* **WORK TO COMPLETE**
Give again, word for word, every line in the entries below from the line with "Mark every instance of the porch railing" up to and including the line with "Form: x=269 y=36", and no other line.
----- GIVEN DATA
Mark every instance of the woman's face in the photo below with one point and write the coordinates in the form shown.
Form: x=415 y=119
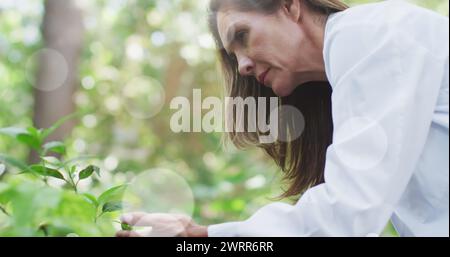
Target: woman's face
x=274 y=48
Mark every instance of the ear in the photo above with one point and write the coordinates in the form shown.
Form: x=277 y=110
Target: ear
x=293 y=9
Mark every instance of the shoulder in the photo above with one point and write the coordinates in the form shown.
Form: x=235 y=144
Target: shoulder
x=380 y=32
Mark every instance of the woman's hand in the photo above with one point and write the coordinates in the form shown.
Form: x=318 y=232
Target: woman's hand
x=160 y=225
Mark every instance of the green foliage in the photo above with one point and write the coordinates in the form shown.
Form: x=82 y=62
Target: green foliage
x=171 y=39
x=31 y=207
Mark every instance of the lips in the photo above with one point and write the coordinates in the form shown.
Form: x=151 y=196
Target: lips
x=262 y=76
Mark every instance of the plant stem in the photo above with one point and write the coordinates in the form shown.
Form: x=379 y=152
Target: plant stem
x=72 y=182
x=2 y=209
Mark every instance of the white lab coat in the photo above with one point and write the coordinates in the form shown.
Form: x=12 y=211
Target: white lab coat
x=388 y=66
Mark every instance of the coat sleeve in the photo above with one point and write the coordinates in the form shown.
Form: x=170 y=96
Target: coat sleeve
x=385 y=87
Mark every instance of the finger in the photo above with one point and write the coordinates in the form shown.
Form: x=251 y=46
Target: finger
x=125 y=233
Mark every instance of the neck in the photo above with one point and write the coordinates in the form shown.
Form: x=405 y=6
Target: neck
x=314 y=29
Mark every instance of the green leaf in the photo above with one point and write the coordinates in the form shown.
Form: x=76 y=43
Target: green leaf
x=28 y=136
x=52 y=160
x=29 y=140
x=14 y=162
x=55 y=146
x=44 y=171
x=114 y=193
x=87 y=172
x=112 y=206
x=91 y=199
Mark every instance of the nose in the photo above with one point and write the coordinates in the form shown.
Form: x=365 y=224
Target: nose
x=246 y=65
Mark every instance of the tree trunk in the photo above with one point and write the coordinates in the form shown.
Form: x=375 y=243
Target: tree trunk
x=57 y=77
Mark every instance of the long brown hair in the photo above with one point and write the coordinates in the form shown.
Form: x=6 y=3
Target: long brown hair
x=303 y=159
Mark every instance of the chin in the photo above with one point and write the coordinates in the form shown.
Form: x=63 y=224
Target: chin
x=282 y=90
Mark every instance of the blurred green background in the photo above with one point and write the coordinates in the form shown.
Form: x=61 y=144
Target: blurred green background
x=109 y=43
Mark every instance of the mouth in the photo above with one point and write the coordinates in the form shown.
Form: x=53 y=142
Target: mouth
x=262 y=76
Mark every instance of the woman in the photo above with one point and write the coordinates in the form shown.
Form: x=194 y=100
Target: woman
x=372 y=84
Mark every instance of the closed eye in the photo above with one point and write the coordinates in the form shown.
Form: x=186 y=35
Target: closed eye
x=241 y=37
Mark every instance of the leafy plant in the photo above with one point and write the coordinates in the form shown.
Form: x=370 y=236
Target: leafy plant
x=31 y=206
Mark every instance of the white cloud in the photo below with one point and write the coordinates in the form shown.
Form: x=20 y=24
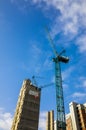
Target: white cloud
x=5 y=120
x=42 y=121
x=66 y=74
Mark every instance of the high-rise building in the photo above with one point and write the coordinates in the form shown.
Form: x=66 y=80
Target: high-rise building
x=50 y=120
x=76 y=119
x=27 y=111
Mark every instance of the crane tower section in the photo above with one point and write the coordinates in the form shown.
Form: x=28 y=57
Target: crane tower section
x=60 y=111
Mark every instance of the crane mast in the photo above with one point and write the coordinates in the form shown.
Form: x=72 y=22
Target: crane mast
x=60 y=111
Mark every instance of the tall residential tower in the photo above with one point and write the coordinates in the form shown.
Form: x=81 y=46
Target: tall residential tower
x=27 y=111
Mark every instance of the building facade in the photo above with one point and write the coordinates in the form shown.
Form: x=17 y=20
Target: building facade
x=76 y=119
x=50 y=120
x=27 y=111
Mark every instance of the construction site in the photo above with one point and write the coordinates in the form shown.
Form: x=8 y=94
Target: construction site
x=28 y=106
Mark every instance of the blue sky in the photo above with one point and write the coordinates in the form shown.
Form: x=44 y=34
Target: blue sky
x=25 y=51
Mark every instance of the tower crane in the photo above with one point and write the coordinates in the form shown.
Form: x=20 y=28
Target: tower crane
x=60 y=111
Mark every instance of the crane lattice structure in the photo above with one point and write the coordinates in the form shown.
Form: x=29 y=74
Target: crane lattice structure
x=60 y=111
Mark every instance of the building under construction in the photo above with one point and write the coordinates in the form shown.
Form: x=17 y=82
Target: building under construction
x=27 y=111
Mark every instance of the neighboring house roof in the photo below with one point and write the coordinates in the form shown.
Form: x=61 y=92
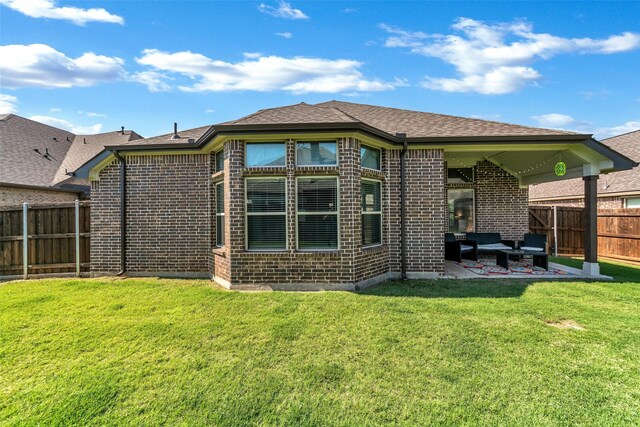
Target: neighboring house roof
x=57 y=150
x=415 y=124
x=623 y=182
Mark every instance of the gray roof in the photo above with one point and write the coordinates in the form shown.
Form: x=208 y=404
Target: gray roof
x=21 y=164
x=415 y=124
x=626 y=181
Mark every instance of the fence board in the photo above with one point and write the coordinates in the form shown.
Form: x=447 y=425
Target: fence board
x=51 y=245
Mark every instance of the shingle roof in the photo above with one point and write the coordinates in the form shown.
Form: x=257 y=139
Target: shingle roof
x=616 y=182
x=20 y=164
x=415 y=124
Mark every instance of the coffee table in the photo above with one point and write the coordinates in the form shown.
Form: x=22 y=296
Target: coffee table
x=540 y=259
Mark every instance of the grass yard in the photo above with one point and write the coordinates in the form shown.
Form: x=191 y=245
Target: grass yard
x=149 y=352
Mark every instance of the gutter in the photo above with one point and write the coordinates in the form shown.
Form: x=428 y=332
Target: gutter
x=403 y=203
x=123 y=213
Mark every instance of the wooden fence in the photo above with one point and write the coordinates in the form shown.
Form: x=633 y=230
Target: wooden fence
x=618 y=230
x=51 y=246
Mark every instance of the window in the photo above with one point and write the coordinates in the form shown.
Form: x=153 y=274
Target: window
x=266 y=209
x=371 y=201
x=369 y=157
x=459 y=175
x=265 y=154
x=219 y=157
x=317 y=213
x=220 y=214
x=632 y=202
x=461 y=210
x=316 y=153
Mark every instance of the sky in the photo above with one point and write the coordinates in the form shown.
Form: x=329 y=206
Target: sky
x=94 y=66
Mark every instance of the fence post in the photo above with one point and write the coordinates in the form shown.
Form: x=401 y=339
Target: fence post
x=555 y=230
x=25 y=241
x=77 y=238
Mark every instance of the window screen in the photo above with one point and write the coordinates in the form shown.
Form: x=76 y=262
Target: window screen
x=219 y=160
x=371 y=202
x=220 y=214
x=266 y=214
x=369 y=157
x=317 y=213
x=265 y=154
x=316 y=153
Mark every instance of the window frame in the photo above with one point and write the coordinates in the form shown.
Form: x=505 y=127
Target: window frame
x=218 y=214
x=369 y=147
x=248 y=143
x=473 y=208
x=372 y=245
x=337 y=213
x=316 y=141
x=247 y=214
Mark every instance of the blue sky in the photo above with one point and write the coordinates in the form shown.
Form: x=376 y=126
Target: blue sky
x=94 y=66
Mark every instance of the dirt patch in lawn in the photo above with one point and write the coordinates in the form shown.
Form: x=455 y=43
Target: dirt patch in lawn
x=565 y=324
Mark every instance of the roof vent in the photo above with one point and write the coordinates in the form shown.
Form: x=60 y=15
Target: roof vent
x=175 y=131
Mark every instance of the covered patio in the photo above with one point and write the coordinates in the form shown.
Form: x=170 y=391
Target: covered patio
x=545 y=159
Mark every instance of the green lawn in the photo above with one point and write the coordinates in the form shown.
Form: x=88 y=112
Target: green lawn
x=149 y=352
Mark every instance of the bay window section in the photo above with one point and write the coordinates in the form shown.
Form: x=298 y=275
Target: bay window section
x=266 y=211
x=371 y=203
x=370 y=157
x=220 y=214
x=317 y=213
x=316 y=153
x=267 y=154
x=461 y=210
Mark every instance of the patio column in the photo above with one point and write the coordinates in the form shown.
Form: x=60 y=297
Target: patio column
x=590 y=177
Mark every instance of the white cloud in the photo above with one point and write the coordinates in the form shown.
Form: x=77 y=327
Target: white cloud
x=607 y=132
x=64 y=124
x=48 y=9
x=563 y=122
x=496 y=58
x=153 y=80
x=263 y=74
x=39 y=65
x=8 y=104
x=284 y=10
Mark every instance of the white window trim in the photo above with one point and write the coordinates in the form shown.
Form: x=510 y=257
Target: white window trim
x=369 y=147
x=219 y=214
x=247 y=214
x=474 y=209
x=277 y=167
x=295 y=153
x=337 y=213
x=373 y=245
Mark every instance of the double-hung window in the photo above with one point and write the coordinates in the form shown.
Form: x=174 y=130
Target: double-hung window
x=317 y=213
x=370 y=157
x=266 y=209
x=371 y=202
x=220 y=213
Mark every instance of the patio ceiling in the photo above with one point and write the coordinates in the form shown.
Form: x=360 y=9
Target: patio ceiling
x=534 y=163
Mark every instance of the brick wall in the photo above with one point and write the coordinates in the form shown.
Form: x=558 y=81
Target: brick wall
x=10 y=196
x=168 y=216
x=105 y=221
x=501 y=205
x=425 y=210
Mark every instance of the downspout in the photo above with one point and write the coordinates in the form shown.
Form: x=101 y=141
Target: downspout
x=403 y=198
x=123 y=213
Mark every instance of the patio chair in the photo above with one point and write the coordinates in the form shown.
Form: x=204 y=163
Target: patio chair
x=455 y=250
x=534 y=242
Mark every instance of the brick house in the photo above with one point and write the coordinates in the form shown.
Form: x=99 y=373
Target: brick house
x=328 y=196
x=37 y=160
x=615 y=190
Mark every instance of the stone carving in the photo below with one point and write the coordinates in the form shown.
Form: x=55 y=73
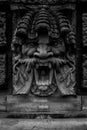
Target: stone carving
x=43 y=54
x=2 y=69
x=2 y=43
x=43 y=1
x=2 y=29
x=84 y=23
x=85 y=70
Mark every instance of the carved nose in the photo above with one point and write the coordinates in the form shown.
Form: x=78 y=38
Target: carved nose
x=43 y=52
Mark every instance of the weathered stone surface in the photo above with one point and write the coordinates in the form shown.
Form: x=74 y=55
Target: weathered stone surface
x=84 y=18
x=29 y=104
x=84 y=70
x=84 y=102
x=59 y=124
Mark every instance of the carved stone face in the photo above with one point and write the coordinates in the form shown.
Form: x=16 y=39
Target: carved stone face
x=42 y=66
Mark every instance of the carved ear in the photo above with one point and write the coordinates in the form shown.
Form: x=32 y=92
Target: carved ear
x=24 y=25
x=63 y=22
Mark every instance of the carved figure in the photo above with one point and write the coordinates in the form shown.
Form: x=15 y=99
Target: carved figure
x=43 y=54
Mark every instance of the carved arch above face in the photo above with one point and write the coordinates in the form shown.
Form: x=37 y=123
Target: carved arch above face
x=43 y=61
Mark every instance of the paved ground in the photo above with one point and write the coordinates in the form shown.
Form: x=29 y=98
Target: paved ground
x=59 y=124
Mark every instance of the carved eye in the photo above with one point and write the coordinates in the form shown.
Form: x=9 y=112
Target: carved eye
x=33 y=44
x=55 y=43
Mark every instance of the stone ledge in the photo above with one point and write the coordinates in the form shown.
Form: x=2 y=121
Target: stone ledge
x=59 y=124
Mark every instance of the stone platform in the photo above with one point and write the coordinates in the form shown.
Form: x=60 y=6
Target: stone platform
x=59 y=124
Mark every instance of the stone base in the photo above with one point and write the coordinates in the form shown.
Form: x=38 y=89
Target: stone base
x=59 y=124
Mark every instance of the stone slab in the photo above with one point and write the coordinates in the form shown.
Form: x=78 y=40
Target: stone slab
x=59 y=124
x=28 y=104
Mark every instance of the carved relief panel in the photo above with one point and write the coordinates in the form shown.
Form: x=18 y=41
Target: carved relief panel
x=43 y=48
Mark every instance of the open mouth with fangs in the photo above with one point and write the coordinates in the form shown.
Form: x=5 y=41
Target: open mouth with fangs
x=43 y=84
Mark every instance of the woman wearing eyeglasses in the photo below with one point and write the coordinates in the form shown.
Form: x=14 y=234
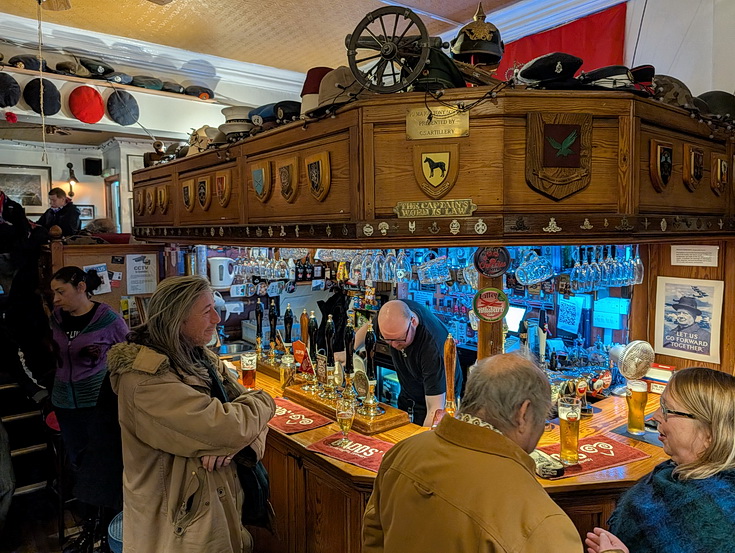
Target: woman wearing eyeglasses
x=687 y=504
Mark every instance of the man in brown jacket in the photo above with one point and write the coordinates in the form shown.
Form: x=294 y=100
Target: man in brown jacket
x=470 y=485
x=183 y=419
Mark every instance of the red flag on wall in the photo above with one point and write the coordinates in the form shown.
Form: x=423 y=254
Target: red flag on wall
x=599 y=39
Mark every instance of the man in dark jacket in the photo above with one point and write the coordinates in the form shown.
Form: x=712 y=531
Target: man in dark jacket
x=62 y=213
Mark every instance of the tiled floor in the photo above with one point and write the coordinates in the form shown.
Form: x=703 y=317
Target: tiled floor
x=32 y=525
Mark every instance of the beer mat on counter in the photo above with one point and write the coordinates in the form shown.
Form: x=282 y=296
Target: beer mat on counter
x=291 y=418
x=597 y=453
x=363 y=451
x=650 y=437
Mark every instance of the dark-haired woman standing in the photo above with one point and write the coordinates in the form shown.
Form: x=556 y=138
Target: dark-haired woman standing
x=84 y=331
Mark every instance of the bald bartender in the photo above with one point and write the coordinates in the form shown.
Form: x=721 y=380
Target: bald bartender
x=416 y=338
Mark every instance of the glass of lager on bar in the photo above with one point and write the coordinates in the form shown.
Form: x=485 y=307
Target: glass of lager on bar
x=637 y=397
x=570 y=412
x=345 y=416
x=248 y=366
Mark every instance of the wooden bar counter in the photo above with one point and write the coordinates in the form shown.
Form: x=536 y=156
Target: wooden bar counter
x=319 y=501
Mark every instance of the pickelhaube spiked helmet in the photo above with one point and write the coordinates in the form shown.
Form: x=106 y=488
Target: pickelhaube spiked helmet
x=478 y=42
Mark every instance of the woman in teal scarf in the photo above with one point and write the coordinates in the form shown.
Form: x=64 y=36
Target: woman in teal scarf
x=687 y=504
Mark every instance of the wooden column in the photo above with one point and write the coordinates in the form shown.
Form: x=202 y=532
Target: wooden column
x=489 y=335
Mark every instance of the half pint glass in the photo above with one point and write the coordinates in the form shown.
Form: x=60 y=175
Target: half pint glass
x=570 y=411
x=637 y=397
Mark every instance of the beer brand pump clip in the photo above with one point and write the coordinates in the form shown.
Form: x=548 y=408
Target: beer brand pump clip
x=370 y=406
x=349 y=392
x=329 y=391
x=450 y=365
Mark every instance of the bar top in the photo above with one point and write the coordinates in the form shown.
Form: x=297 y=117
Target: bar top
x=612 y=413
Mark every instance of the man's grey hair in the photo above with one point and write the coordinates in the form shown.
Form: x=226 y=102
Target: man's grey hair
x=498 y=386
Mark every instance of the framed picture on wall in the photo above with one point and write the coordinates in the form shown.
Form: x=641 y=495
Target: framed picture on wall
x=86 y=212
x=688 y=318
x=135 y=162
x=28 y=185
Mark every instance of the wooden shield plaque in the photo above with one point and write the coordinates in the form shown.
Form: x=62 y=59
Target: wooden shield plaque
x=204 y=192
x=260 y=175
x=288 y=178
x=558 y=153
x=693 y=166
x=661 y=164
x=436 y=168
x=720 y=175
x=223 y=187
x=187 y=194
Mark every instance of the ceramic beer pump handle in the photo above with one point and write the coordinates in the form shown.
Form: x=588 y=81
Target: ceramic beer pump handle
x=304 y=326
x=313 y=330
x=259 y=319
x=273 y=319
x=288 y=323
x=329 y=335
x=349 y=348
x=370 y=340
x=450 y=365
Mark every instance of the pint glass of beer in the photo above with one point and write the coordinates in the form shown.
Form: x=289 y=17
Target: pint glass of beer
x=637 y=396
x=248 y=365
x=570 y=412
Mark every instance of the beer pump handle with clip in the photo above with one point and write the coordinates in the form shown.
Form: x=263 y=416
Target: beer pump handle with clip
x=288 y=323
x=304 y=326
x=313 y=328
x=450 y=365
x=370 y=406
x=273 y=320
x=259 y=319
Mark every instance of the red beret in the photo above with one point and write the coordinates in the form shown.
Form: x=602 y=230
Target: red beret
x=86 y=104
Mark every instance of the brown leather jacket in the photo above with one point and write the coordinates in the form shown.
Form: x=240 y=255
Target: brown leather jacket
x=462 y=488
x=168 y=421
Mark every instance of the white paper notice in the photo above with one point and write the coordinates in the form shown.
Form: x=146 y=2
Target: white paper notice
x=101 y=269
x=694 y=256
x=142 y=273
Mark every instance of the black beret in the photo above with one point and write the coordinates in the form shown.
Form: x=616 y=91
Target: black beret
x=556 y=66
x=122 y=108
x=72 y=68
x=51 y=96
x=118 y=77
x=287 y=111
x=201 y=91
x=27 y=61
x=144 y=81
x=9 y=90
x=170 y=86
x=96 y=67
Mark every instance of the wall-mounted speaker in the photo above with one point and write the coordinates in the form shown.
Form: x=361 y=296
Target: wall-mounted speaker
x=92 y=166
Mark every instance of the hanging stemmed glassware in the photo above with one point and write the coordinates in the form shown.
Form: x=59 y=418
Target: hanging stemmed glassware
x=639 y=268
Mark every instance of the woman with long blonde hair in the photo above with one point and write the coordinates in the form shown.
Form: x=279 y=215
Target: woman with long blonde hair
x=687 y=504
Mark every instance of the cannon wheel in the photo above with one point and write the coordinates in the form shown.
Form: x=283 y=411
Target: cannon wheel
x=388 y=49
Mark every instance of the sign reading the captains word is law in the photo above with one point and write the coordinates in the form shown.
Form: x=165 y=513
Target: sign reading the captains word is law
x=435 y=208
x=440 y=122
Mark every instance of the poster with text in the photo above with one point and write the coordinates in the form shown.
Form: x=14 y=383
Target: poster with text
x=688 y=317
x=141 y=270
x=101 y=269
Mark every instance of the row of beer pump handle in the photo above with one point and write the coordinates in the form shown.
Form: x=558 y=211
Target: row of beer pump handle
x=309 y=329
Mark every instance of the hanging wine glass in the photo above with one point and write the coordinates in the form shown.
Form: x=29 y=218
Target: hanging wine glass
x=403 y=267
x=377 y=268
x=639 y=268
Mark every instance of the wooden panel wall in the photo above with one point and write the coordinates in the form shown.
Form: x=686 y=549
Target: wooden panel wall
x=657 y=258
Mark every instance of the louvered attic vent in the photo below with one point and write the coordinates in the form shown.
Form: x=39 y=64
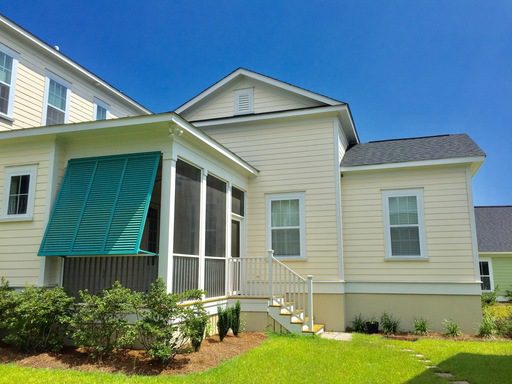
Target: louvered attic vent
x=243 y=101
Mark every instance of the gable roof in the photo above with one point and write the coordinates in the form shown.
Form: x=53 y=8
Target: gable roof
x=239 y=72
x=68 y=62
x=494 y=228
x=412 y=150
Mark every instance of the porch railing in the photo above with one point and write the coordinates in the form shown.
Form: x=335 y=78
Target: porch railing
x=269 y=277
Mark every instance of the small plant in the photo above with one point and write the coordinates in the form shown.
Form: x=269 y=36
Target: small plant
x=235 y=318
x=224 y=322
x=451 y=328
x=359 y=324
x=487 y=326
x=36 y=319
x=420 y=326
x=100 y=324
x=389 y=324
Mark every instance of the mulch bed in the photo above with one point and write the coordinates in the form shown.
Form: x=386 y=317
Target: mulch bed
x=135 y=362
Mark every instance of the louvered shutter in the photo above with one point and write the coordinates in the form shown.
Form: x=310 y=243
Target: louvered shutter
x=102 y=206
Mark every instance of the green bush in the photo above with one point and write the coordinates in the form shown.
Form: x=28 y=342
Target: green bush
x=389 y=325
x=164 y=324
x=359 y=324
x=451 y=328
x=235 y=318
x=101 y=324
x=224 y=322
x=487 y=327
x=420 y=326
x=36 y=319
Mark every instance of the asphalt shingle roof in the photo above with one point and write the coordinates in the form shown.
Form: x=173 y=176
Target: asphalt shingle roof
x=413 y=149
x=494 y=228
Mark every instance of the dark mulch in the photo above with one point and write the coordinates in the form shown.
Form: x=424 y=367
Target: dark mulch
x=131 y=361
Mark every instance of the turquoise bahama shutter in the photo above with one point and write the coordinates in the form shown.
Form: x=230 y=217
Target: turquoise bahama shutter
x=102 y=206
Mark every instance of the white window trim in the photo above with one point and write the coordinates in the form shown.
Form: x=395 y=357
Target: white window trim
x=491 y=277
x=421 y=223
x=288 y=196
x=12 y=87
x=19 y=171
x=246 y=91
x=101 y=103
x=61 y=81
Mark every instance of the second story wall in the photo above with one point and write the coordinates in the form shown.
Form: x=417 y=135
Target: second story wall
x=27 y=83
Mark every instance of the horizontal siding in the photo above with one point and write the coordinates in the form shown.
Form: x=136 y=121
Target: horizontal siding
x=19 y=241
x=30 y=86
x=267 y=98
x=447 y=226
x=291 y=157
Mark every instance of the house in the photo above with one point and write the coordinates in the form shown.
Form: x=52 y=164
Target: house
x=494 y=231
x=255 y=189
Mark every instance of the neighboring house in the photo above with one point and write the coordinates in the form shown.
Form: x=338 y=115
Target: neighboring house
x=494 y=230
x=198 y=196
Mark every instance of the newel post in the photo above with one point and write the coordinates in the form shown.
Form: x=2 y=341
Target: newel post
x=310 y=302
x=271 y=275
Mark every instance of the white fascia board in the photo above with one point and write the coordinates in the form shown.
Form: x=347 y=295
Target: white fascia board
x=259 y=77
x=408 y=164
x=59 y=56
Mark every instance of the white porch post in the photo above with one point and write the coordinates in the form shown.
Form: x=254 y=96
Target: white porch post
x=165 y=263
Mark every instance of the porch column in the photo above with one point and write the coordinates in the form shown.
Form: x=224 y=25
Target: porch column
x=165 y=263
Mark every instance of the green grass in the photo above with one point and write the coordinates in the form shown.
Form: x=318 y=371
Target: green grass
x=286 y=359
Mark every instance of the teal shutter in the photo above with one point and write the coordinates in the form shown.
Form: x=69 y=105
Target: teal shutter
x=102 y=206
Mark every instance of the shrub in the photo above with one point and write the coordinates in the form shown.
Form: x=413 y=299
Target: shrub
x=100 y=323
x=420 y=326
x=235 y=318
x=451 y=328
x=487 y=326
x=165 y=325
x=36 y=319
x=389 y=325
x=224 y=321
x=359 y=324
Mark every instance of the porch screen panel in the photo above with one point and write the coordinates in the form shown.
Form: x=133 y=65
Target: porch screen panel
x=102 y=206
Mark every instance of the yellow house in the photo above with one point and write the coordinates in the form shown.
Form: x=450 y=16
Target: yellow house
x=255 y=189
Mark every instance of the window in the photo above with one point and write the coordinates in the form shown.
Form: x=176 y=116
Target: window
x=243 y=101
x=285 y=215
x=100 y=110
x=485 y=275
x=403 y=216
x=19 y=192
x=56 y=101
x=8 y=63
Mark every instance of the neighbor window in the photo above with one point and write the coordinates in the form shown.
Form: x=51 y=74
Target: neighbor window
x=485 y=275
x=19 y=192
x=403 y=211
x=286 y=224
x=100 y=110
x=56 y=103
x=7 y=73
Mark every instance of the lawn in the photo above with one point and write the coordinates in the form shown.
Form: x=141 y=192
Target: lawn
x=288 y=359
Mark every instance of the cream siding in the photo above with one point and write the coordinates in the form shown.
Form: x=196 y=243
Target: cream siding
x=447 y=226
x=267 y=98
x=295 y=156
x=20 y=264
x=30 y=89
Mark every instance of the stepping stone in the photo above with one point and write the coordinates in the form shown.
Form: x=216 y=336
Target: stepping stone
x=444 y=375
----------
* **RESPONSE BELOW**
Mark every instance of the porch railing in the photo above with one point and write the coordinates in the form shown.
Form: x=335 y=78
Target: porch railing
x=269 y=277
Mark every instance of the small plant in the photo above with one point and write the coordinates in the form shown.
Form: x=269 y=36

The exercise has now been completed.